• **TASK INSTRUCTIONS**
Copy every one of the entries below word for word, leaving the pictures out of your copy.
--- START OF SUPPLIED DATA ---
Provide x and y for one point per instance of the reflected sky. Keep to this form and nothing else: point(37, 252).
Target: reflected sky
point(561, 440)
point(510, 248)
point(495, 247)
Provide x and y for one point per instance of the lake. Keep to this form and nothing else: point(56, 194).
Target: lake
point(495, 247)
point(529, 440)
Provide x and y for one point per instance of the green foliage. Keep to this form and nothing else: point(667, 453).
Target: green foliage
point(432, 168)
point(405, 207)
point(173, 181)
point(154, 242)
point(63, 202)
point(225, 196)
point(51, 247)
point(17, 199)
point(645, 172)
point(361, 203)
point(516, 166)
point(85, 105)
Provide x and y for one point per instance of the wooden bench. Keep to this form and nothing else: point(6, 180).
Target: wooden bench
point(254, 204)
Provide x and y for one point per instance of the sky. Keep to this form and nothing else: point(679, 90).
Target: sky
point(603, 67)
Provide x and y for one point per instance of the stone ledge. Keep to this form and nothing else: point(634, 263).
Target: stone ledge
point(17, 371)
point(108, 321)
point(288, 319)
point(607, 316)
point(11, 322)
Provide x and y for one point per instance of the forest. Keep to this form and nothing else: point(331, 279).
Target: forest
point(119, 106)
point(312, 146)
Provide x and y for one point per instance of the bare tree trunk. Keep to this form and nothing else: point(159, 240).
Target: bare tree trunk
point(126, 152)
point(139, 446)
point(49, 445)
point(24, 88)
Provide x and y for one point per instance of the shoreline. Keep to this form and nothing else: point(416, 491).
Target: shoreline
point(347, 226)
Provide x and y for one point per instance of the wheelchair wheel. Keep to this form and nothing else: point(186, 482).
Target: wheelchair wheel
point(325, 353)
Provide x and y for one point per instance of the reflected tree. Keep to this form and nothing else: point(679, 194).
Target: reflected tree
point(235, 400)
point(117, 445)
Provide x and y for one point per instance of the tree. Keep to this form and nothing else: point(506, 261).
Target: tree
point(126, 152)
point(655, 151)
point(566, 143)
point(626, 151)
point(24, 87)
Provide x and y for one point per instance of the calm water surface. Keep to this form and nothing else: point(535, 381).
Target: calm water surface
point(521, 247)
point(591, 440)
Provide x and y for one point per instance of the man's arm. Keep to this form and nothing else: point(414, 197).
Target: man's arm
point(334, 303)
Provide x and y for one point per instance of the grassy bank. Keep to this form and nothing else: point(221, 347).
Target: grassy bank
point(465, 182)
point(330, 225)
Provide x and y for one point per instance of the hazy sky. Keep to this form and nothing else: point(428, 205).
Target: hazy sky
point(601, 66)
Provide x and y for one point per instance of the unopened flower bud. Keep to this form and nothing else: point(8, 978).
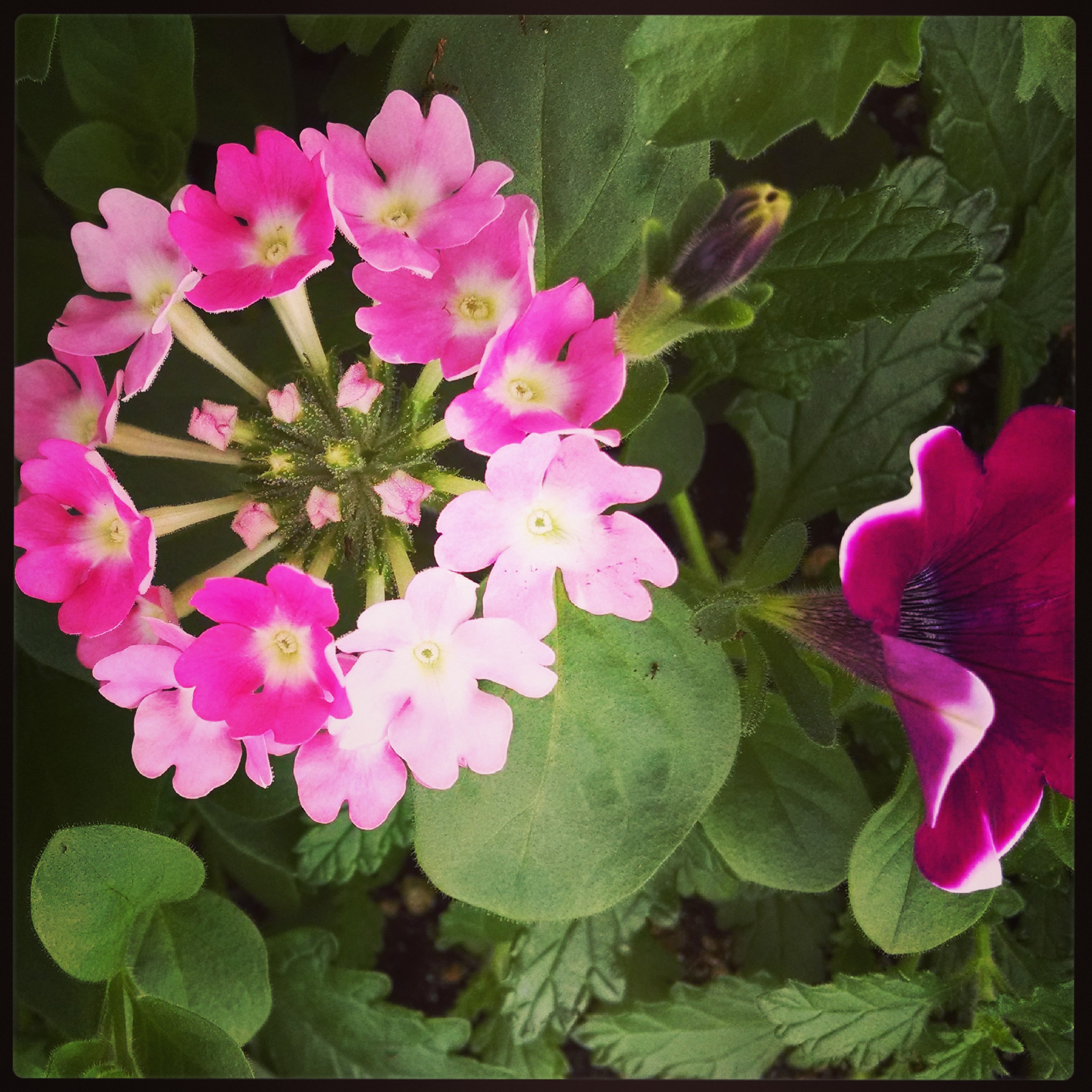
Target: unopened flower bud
point(730, 244)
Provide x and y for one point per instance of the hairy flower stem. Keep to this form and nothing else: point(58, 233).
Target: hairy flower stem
point(294, 310)
point(132, 440)
point(191, 331)
point(691, 532)
point(173, 518)
point(229, 567)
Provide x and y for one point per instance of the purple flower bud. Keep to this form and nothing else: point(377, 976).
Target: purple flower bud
point(730, 244)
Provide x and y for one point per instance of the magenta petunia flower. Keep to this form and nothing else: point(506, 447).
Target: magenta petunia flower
point(52, 405)
point(135, 255)
point(167, 731)
point(270, 663)
point(969, 583)
point(282, 197)
point(542, 512)
point(453, 317)
point(429, 196)
point(524, 387)
point(418, 674)
point(87, 545)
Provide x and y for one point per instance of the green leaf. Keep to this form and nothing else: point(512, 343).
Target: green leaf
point(788, 815)
point(749, 80)
point(324, 33)
point(558, 967)
point(91, 885)
point(847, 446)
point(332, 1022)
point(205, 955)
point(673, 440)
point(895, 904)
point(133, 70)
point(1050, 58)
point(646, 381)
point(840, 260)
point(707, 1032)
point(604, 778)
point(170, 1041)
point(863, 1020)
point(527, 88)
point(34, 46)
point(984, 135)
point(807, 700)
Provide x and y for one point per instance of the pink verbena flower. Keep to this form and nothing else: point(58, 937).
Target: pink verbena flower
--- END OF SUPPLIED DATA ---
• **SOLUTION**
Provide x and y for one point per instance of the reflected sky. Keep to this form and nothing else: point(37, 252).
Target: reflected sky
point(561, 440)
point(510, 248)
point(495, 247)
Provide x and y for one point per instance of the lake. Keep to this form and nothing else: point(56, 194).
Target: lake
point(495, 247)
point(529, 440)
Provide x and y for one point per instance of the green foliage. Keep to this form and nothing else: point(667, 453).
Target: green foliage
point(432, 168)
point(405, 207)
point(173, 181)
point(154, 242)
point(63, 202)
point(225, 196)
point(51, 247)
point(17, 199)
point(645, 172)
point(361, 203)
point(516, 166)
point(85, 105)
Provide x and y for one point per instance of the wooden bench. Keep to this form and nothing else: point(6, 180).
Target: wooden bench
point(254, 204)
Provide x and y for one point per instance of the sky. Keep to this form and nothing else: point(679, 90).
Target: sky
point(603, 67)
Provide x and y for one point per instance of the stone ledge. Keep to this form and nothing else: point(634, 263).
Target: stone ledge
point(17, 371)
point(108, 321)
point(288, 319)
point(607, 316)
point(11, 322)
Provide x and y for one point per instance of the forest. Keep to this form and nothing else: point(331, 279).
Target: forest
point(119, 106)
point(312, 146)
Provide x and y for one point per instance of the bare tree trunk. Keep to this form and nothing else: point(159, 240).
Target: bare tree trunk
point(126, 152)
point(139, 446)
point(49, 445)
point(24, 88)
Provide x and y for one point per instance of the shoreline. Keep to this form and nothing else: point(416, 491).
Target: shoreline
point(347, 226)
Provide x and y for one point per instance of the wheelchair wheel. Keep to this form and nothing else: point(186, 482).
Target: wheelchair wheel
point(325, 353)
Provide x and y for one point per instance of the reflected tree. Keep to this form and nothing else: point(679, 194).
Target: reflected tree
point(235, 400)
point(117, 445)
Provide x and y for one point per instance of the tree. Keep to this form and nothing else: point(506, 261).
Target: tree
point(126, 152)
point(655, 151)
point(566, 143)
point(626, 151)
point(24, 87)
Provide x and y for one point per instance of the calm water surface. Keep to this form and nothing else: point(535, 381).
Target: calm water surface
point(521, 247)
point(591, 440)
Provide x and y for one point per instance of the man's arm. Keep to this form and nothing else: point(414, 197).
Target: man's arm
point(334, 303)
Provide x and y for one point per instance of the grassy bank. Keep to this form and nothing else: point(221, 347).
Target: grassy bank
point(465, 182)
point(330, 225)
Provide x and y for one point per instance of the hazy sky. Keep to this form and nothing else: point(428, 205).
Target: hazy sky
point(601, 66)
Provide x and y for one point per instance of the unopened flower bud. Keep to this form and nothing else: point(8, 978).
Target: unopened flower bud
point(730, 244)
Provide x and y for one point per instance of the hairy flower stem. Keep to this form and nothing else: point(58, 233).
Target: hairy flower stem
point(294, 310)
point(132, 440)
point(191, 331)
point(691, 532)
point(173, 518)
point(229, 567)
Provide x and y for one point per instance of the purple flower bud. Keep to this form and nothing else: point(377, 976).
Target: purple flower bud
point(730, 244)
Provide x and y for one point per instance of the magenta petunia flower. Keep to this form and nothing else: point(506, 447).
Target: magenta petunia flower
point(52, 405)
point(135, 255)
point(167, 731)
point(270, 663)
point(969, 583)
point(282, 197)
point(542, 512)
point(453, 317)
point(429, 196)
point(524, 387)
point(418, 674)
point(87, 545)
Provide x and y for one point per instance of the green leaf. Keep to this form and nothing else: point(512, 343).
Target: green leaf
point(788, 815)
point(749, 80)
point(324, 33)
point(558, 967)
point(91, 885)
point(847, 446)
point(332, 1022)
point(205, 955)
point(673, 440)
point(895, 904)
point(133, 70)
point(1050, 58)
point(646, 381)
point(840, 260)
point(707, 1032)
point(604, 778)
point(170, 1041)
point(863, 1020)
point(527, 88)
point(34, 46)
point(984, 135)
point(807, 700)
Provide x and y for one point per instance of the pink verbena flower. Keep to this form and nothing else: point(58, 937).
Target: pink verbena flower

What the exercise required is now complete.